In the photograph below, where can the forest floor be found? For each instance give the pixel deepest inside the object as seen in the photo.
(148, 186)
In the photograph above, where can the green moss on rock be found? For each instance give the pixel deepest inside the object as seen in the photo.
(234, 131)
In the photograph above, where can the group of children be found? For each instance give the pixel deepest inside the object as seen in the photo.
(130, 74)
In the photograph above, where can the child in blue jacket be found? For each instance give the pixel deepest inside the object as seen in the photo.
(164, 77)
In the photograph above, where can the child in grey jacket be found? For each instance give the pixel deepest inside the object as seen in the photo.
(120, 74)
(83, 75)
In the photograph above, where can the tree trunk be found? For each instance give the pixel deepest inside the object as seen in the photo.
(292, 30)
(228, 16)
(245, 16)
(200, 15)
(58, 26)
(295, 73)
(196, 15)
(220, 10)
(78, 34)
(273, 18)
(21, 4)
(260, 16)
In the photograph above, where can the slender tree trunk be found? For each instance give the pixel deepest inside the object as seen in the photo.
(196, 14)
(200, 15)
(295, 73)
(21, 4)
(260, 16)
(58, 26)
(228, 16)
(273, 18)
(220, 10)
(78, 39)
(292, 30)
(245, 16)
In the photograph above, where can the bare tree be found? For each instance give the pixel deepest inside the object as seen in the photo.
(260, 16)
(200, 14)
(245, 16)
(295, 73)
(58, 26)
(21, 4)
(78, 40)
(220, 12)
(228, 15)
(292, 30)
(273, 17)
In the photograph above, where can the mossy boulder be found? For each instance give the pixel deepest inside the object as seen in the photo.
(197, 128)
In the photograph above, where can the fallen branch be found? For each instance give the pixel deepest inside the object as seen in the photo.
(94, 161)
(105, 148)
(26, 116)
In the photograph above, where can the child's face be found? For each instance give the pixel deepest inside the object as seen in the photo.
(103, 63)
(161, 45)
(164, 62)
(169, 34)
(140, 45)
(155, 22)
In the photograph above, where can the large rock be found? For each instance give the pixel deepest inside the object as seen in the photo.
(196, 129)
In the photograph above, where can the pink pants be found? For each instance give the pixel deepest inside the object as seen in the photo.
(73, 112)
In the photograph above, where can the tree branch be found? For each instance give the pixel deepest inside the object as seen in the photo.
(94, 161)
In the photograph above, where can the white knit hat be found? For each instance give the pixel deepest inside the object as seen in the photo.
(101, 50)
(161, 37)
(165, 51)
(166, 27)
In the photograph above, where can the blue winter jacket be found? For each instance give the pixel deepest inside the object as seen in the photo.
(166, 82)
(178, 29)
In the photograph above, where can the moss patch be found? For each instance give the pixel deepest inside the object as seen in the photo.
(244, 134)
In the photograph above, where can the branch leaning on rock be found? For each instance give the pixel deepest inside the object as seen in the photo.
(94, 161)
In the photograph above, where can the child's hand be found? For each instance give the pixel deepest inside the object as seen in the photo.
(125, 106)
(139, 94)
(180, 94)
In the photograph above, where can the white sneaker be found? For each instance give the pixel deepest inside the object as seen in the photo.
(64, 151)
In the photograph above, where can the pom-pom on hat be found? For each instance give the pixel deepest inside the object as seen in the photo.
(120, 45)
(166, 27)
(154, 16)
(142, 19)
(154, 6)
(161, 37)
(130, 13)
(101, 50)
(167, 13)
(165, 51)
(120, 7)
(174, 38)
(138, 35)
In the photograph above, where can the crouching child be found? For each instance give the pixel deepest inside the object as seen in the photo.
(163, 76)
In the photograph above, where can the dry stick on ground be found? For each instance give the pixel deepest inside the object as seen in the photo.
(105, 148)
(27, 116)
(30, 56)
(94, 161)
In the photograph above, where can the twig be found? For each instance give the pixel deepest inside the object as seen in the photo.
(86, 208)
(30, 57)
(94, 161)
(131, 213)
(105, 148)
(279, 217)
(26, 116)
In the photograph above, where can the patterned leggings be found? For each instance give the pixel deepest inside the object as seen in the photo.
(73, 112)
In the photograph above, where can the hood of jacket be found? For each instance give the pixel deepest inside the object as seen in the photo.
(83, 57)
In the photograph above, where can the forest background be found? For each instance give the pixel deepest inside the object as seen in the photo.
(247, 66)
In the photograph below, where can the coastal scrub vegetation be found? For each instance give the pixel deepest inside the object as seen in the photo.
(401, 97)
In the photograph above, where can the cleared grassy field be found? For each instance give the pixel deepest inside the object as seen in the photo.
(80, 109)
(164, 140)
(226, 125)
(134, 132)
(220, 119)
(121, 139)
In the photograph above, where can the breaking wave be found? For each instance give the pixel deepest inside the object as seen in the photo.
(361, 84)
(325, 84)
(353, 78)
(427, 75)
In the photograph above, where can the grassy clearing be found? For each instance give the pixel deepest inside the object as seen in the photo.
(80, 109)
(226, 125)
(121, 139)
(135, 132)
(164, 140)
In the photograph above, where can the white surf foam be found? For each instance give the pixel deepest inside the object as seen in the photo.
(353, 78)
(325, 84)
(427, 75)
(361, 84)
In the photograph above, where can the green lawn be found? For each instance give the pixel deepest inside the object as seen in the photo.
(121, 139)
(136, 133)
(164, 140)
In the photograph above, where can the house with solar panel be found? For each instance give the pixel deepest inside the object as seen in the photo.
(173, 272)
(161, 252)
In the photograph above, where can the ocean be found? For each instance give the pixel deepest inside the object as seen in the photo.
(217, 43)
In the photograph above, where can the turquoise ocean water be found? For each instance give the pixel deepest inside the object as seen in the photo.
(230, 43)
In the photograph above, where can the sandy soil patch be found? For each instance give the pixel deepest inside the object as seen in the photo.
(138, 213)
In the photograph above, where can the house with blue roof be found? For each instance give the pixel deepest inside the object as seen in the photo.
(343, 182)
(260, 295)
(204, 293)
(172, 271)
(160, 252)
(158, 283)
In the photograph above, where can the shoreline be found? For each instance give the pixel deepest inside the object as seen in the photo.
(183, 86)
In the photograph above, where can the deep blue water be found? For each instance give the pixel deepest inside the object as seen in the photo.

--

Exercise prompt | Beginning with the line in which "In the photograph above, where can the house with solar" appears, set down each line through the last one in the listing, unchanged and with no extras.

Worked solution |
In the photograph above, where can the house with solar panel be found? For each instance give the pixel deepest inside the object as seen in the photo.
(173, 272)
(161, 252)
In the photograph above, where can the ocean be found? For each instance give the pixel deepest inside the object as seen in the photo.
(217, 43)
In the photograph above, where can the turquoise ocean water be found? For each instance give the pixel deepest inside the object as seen in the photo.
(230, 43)
In the photograph above, where can the sandy soil patch be found? For each instance give the pixel deepest inside the object as seen in the photo.
(138, 213)
In the photograph above, where can the house with blue roof be found? For each instance give the pixel deepest inside the object as seen in the photo.
(343, 182)
(260, 295)
(204, 293)
(172, 271)
(160, 252)
(158, 283)
In the photograph above, where can the shoreline be found? For each instance give the pixel deepest inside the object as seen in the photo.
(183, 86)
In the photograph above, where can the deep blue water be found? For each instance give the pixel deepest inside the object as seen in the photo.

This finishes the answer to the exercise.